TRECHO:
"""

Antes do tratamento cirúrgico, deve ser fornecida analgesia para conforto do paciente. Em alguns pacientes, particularmente naqueles suspeitos de malignidade com compressão posterior, uma dose IV de dexametasona (geralmente 8 a 10 mg) pode aliviar os sintomas.

Dificuldades e como melhorar

A SCE é uma síndrome rara com uma constelação de sintomas que se sobrepõem a muitos distúrbios comuns. Dado os potenciais déficits neurológicos de longo prazo que podem ocorrer, o reconhecimento e o tratamento oportunos da SCE são essenciais. Uma grande armadilha da SCE no departamento de emergência é a não inclusão desse distúrbio no diagnóstico diferencial, bem como a falha em realizar uma avaliação completa uma vez suspeita.

Outro empecilho é a falta de avaliação dos casos suspeitos com imagens adequadas. A dependência excessiva de modalidades mais rápidas e menos dispendiosas, como radiografias simples ou TC, pode fazer com que os profissionais percam a compressão do cordão que, de outra forma, seria visível na ressonância magnética.

Embora a SCE seja frequentemente considerada em pacientes que apresentam dor lombar grave, os profissionais de emergência também devem considerá-la naqueles que se apresentam ao pronto-socorro com ciática, sintomas urinários (por exemplo, retenção, incontinência), sintomas intestinais (por exemplo, constipação, incontinência), déficit sensorial em sela, fraqueza nos membros inferiores e disfunção sexual.

"""

AÇÕES NECESSÁRIAS:
1. Passe para o inglês esta frase do trecho: "Outro empecilho é a falta de avaliação dos casos suspeitos com imagens adequadas."
2. Transcreva do trecho tudo o que vai desde "Dificuldades e como" até "uma vez suspeita.".

Registros de uma coleção:
"""

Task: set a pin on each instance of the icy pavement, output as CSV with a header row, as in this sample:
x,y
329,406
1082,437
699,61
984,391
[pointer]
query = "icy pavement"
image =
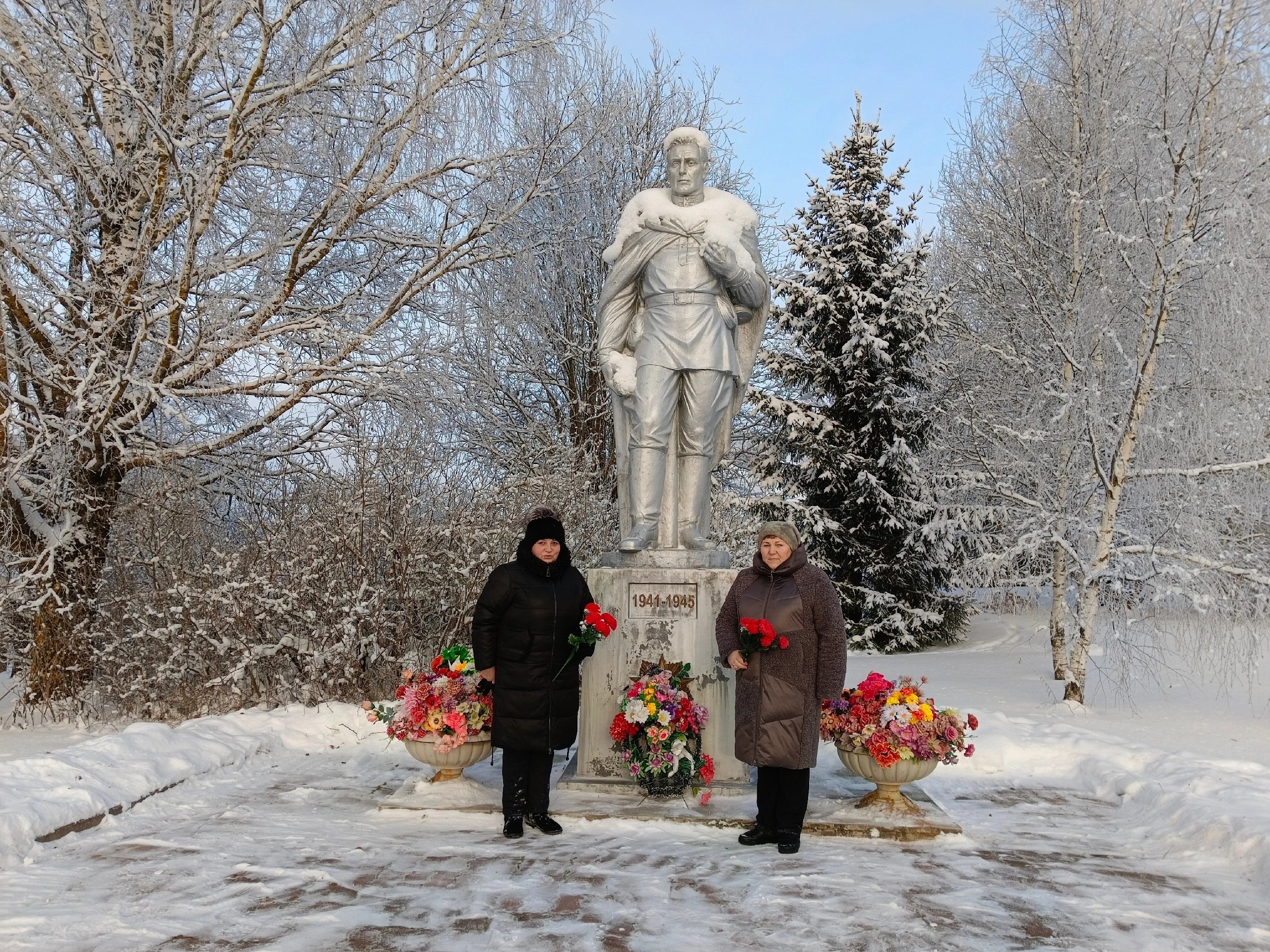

"""

LISTA DE RESPOSTAS:
1. Another obstacle is the failure to evaluate suspected cases with adequate imaging.

2.
Dificuldades e como melhorar

A SCE é uma síndrome rara com uma constelação de sintomas que se sobrepõem a muitos distúrbios comuns. Dado os potenciais déficits neurológicos de longo prazo que podem ocorrer, o reconhecimento e o tratamento oportunos da SCE são essenciais. Uma grande armadilha da SCE no departamento de emergência é a não inclusão desse distúrbio no diagnóstico diferencial, bem como a falha em realizar uma avaliação completa uma vez suspeita.